*Testo fornito*:
┌────────

Non spetta al contesto socio-politico dettare ciò che vada
ritenuto e ciò che vada lasciato cadere nell'interpretazione
della parola di Dio (The Gospel in context), ma, al
contrario, quel contesto, lungo i secoli, andrà riletto e
ricompreso ogni volta dai credenti nella totalità delle
Scritture (The context in the whole Bible), alle quali nulla
dovrà essere aggiunto e dalle quali nulla dovrà essere tolto
(Dt 4,2; 5,32; 13,1; Gs 1,7; Mt 5,17-19).
Da una tale rilettura i credenti deriveranno, poi, un
discernimento per la loro condotta, senza rinunciare
all'elezione, alle promesse e alle alleanze del Signore con
Israele, alla conquista della terra di Canaan e al ritorno
dall'esilio, ecc., come pure tenendo ben conto di tutti i
contesti socio-politici, anche odierni, senza cadere nelle
strumentalizzazioni delle ideologie di turno.
[...] Il dono della terra a un popolo particolare da parte
dell'unico Dio di tutti non crea in quel popolo alcun
"diritto esclusivo" di proprietà, quando la vocazione divina
designa lo stesso popolo a una funzione sacerdotale a
beneficio di tutti gli altri.
Né palestinesi né ebrei - e nemmeno italiani o
"extra-comunitari" - hanno diritto di possedere
esclusivamente un determinato Paese.
La terra è di Dio e noi siamo presso di lui come forestieri
e inquilini (Lv 25,23) .
Il dono della terra a Israele è sempre stato, attraverso i
secoli, legato ai contesti e ai condizionamenti
socio-politici del momento.
Oggi queste condizioni si esprimono nelle dichiarazioni
delle Nazioni Unite, che impongono una convivenza ai due
popoli sull'unica terra Israele-Palestina.
Si tratta di un dono che non mette fuori "gli altri",
chiunque essi siano.
Detto questo, però, nessuno che legga la Bibbia
ebrea-cristiana come parola di Dio può negare che Israele
abbia una sua, essenziale, relazione con questa terra e con
Gerusalemme.
Quando la radio e la Tv italiane parlano dei "soldati di Tel
Aviv" o del "governo di Tel Aviv", esse offendono il popolo
israeliano, per il quale l'unica Città capitale non può
essere un'altra da Gerusalemme.
Tale simbolismo teologale dell'Israele attuale (non
necessariamente di uno "Stato o dell'attuale Stato" d'Israele)
non è accettata né dai musulmani, i quali negano radicalmente
che vi sia un popolo particolare eletto da Dio (lo ha detto
chiaramente anche Bashar al-Assad, quando ha ricevuto il Papa
nell'aeroporto di Damasco), né, come si è visto, da numerosi
cristiani palestinesi.
Questo invece è quello che noi crediamo: la salvezza universale
dell'umanità è disegnata da Dio sull'unico Figlio, Gesù Messia,
profetato dal suo popolo ed evangelizzato dalla sua Chiesa (cfr
Rm 8, 29-30; 1Pt 1, 10-12).

└────────

*Materiale estratto*:
┌────────

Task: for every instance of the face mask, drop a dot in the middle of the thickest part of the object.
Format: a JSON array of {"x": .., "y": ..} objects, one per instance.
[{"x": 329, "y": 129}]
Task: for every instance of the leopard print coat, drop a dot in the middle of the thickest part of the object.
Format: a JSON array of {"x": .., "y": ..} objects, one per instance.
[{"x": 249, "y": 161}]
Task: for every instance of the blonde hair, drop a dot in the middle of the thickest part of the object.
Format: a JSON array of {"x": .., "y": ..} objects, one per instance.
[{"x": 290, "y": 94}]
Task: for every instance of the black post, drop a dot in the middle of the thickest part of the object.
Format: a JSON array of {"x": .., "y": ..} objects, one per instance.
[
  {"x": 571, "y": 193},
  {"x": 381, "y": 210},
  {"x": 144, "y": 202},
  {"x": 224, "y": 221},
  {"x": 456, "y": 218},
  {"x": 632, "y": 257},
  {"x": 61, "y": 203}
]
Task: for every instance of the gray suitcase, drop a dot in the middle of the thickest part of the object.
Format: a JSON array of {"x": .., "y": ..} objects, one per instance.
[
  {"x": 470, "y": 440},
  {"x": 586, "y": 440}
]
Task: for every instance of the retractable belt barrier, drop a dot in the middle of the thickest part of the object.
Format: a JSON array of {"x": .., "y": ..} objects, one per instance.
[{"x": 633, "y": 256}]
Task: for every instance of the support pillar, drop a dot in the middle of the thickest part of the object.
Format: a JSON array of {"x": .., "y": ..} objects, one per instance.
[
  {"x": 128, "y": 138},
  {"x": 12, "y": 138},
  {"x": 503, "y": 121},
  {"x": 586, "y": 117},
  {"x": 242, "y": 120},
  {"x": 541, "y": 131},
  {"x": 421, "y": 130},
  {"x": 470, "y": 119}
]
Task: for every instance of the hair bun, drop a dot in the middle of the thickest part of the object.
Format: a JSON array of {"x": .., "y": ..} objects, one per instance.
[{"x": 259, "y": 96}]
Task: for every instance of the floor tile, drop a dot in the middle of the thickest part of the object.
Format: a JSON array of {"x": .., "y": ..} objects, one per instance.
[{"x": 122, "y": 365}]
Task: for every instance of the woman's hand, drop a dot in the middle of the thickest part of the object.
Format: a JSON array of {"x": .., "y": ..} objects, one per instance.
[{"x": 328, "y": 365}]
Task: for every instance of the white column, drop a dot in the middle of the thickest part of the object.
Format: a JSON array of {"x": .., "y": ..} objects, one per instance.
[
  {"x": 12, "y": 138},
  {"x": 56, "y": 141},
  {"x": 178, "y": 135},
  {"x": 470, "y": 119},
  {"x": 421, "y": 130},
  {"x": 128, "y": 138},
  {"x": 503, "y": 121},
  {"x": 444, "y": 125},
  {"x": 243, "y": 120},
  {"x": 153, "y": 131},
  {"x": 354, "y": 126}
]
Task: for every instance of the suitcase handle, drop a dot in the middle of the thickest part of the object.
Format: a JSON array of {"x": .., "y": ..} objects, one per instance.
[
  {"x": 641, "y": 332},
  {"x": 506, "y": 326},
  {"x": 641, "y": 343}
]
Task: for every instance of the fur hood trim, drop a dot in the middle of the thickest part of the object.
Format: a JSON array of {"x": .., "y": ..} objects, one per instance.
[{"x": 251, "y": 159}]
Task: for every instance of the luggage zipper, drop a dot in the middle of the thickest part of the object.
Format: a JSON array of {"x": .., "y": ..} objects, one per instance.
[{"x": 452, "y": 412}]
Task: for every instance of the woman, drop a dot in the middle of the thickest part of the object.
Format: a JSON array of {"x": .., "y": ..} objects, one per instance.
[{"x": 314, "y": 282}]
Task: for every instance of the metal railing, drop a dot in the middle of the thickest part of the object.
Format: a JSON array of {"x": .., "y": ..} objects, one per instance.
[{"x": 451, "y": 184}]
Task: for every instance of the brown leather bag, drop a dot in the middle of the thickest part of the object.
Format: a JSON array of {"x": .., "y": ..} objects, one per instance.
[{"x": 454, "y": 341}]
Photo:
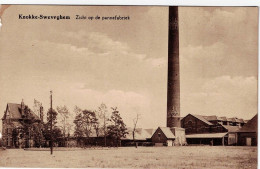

└────────

*Esercizio breve A*: Seleziona tutte le righe dei record in cui compare la parola "woman", tenendo conto di maiuscole e minuscole.
*Esercizio breve B*: Riprendi il brano sulla terra d'Israele nelle Scritture e continualo dopo la sua ultima frase.

*Risposta finale A*:
Task: for every instance of the woman's hand, drop a dot in the middle of the thickest part of the object.
Task: for every instance of the woman, drop a dot in the middle of the thickest part of the object.

*Risposta finale B*:
L'esigenza universale della giustizia e dei diritti dell'uomo,
nonostante le apparenze, non può e non deve essere
conflittuale con il particolarismo dell'alleanza, che
congiunge le Chiese cristiane a Israele.
Secondo la Bibbia, certo, una tensione esiste tra l'economia
della giustizia della creazione e l'economia storica
dell'alleanza (cfr la gelosia delle genti per Israele), una
tensione che non è sempre chiara nemmeno alla coscienza di
molti cristiani occidentali.
Chi insiste di più sulla giustizia universalistica della
creazione sembra dimenticare e trascurare la dimensione
storica dell'elezione e dell'alleanza (e parteggia per i
palestinesi contro gli israeliani), mentre chi tiene di più
alla fede biblica sembra privilegiare il particolarismo
dell'elezione e dell'alleanza di Israele (e parteggia per
gli israeliani a scapito dei palestinesi).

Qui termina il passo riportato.